### RECORDS TO USE
_ _ _

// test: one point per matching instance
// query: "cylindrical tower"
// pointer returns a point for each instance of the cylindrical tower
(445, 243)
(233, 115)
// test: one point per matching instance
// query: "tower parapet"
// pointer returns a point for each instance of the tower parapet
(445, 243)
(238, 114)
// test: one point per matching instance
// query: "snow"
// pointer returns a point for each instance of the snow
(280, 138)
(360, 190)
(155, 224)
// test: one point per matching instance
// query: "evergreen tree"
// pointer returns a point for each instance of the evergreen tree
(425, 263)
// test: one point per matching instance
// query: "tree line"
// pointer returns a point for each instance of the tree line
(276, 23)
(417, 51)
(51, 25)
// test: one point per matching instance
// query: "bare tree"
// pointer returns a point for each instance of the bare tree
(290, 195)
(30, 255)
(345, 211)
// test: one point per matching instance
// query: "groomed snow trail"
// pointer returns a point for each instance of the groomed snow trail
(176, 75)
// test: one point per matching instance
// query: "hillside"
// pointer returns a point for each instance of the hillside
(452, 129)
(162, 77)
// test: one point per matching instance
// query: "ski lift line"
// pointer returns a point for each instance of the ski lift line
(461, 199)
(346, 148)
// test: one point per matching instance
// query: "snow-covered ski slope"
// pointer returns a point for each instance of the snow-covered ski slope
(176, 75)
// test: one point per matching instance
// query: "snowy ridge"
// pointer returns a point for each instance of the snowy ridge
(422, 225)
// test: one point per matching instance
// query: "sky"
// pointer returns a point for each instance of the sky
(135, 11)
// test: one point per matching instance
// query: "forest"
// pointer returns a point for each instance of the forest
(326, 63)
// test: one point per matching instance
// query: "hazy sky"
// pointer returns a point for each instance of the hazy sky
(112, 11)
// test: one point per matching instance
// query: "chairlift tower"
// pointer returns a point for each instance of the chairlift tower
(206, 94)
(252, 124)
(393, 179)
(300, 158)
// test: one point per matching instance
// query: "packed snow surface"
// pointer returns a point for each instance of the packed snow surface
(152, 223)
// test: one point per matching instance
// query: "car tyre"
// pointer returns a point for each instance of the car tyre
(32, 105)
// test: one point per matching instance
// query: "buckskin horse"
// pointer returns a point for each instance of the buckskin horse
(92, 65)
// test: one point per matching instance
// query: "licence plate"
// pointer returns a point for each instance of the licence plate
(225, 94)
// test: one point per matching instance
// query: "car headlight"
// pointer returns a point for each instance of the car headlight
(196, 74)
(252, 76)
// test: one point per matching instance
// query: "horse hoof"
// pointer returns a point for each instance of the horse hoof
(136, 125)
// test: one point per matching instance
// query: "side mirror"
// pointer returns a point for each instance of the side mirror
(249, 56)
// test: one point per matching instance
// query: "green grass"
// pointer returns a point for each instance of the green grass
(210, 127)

_ _ _

### REQUIREMENT
In this exercise, repeat all entries exactly.

### ANSWER FOR THE TASK
// test: one point per matching instance
// query: "cylindrical tower"
// pointer returns a point for each instance of the cylindrical tower
(445, 243)
(233, 115)
// test: one point per matching instance
// query: "tower parapet"
// pointer returns a point for each instance of the tower parapet
(445, 243)
(238, 114)
// test: one point per matching instance
// query: "snow"
// pointer returns a point for each instance of the snow
(280, 138)
(360, 190)
(155, 224)
// test: one point per matching instance
// query: "evergreen tree"
// pointer returns a point for each instance of the evergreen tree
(425, 263)
// test: one point per matching instance
// query: "tree line"
// pointer returns a point for each instance of the tree line
(276, 23)
(417, 51)
(51, 25)
// test: one point per matching instance
// query: "bare tree"
// pointer returns a point for each instance of the bare tree
(290, 195)
(30, 255)
(345, 211)
// test: one point per matching instance
// query: "groomed snow trail"
// pointer returns a point for each instance of the groomed snow trail
(176, 75)
// test: one point per matching instance
// query: "hillside"
// pointer returns a point for each instance of the hillside
(452, 129)
(162, 77)
// test: one point per matching instance
// query: "ski lift line"
// pointer returns a point for each instance of the ski lift line
(461, 199)
(346, 148)
// test: one point per matching instance
// query: "snow-covered ski slope"
// pointer returns a point for each instance of the snow-covered ski slope
(176, 75)
// test: one point per matching instance
// query: "snowy ridge"
// pointer returns a point for each instance of the snowy ridge
(422, 225)
// test: one point per matching instance
// query: "sky"
// pointer returns a point for each instance of the sky
(135, 11)
// test: one point per matching instance
// query: "forest"
// pointer returns a point for each instance of the forest
(326, 63)
// test: one point per matching instance
// query: "hazy sky"
// pointer returns a point for each instance of the hazy sky
(112, 11)
// test: one point per matching instance
// query: "chairlift tower"
// pointer returns a point for each instance of the chairlift tower
(206, 94)
(252, 124)
(393, 179)
(300, 158)
// test: one point per matching instance
// query: "packed snow surface"
// pointer returns a point for each instance of the packed snow surface
(152, 223)
// test: one point per matching instance
// query: "car tyre"
// pointer returns a point for each instance of the car tyre
(32, 105)
// test: one point per matching instance
// query: "buckskin horse"
// pointer returns a point for each instance of the buckskin horse
(92, 65)
// test: one point per matching instance
// query: "licence plate"
// pointer returns a point for each instance of the licence plate
(225, 94)
// test: one point per matching instance
// query: "car headlight"
// pointer returns a point for each instance of the car headlight
(196, 74)
(252, 76)
// test: one point per matching instance
// query: "horse hoof"
// pointer returns a point for each instance of the horse hoof
(136, 125)
// test: one point per matching instance
// query: "side mirror"
// pointer returns a point for each instance of the side mirror
(249, 56)
// test: one point per matching instance
// query: "green grass"
// pointer returns a point for each instance of the green grass
(210, 127)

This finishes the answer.